> **TASK TO COMPLETE**:
Copy out every line of the data exactly.

> **RECORD EXTRACTS**:
++++++++++++++++++++
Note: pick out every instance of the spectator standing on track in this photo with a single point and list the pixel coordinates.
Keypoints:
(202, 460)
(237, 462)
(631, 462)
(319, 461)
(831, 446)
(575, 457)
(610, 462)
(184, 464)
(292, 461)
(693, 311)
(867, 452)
++++++++++++++++++++
> **RESULT OF THE EXERCISE**:
Note: pick out every instance of the spectator standing on track in this photo with a single point and list the pixel coordinates.
Keypoints:
(202, 460)
(237, 462)
(631, 462)
(319, 461)
(831, 446)
(575, 457)
(610, 462)
(184, 464)
(292, 461)
(693, 311)
(867, 452)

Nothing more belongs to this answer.